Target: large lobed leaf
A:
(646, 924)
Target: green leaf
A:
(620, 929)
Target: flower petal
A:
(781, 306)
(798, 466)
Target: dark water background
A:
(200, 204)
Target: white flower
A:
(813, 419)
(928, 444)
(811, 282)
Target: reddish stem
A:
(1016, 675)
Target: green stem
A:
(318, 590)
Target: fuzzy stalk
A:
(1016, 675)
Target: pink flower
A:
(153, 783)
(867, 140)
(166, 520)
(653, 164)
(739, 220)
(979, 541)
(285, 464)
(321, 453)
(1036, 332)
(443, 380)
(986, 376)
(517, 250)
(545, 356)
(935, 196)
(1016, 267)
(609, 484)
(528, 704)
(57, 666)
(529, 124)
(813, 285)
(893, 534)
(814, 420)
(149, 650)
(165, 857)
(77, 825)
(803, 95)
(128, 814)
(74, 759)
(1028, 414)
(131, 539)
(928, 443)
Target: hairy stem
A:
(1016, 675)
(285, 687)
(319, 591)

########

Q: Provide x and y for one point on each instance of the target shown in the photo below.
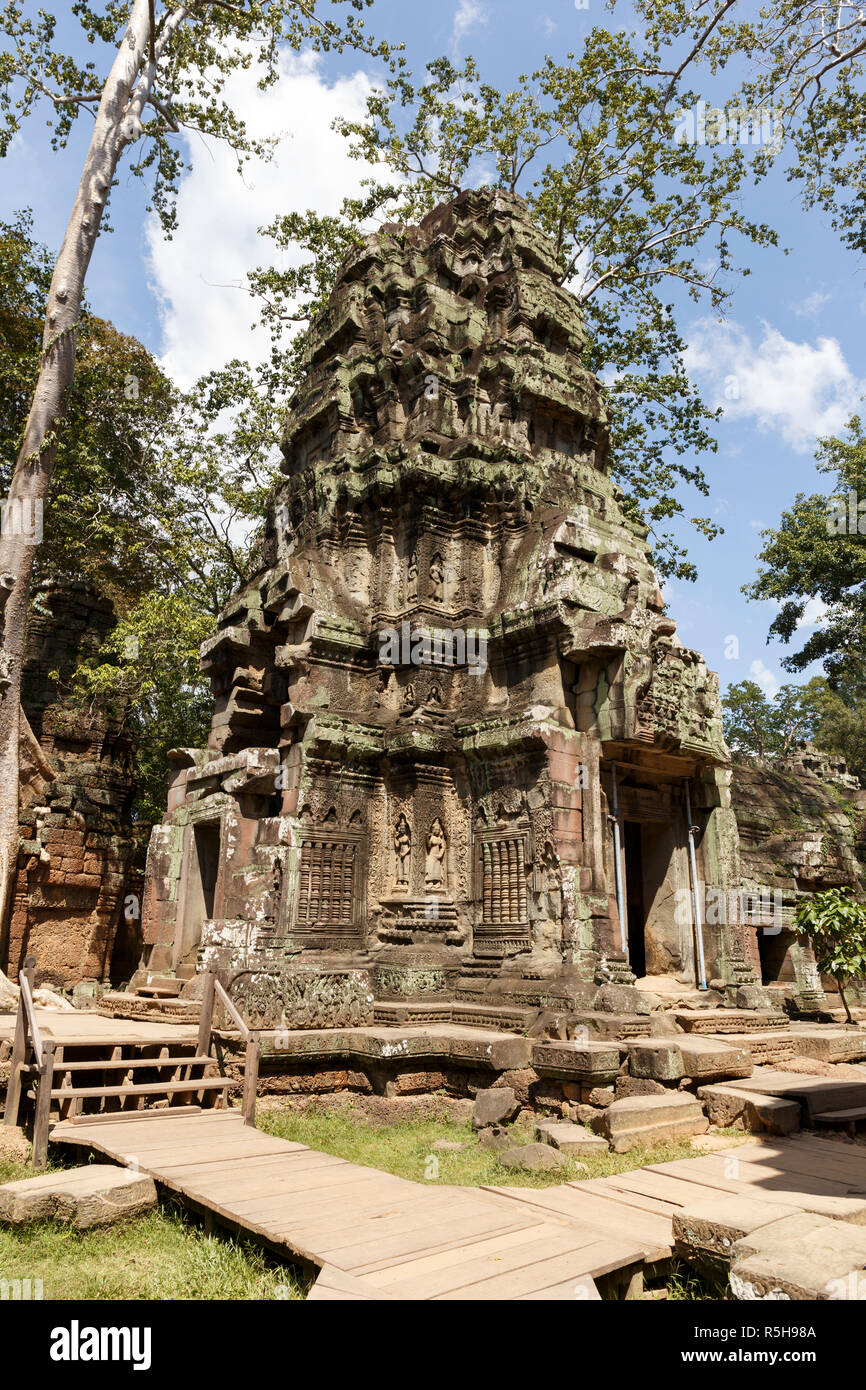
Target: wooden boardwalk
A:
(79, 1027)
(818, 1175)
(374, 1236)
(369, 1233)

########

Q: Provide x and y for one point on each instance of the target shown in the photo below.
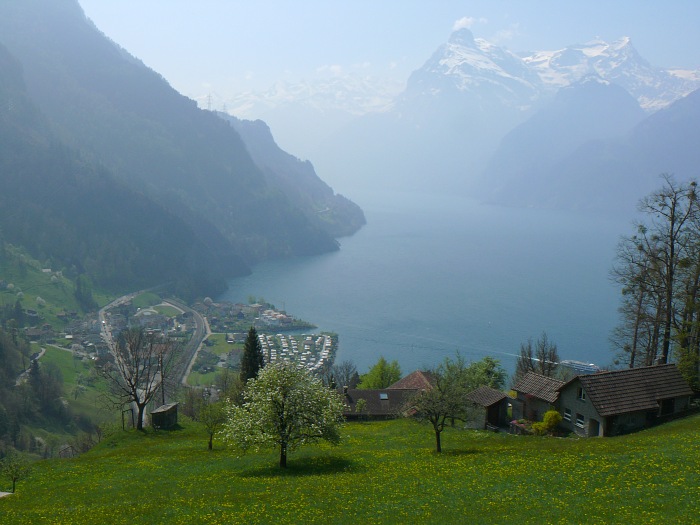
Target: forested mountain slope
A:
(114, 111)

########

■ What the task asks
Show the lines of the material that contain the word "stem".

■ Solution to this exercise
Target: reddish stem
Target: green stem
Target: hairy stem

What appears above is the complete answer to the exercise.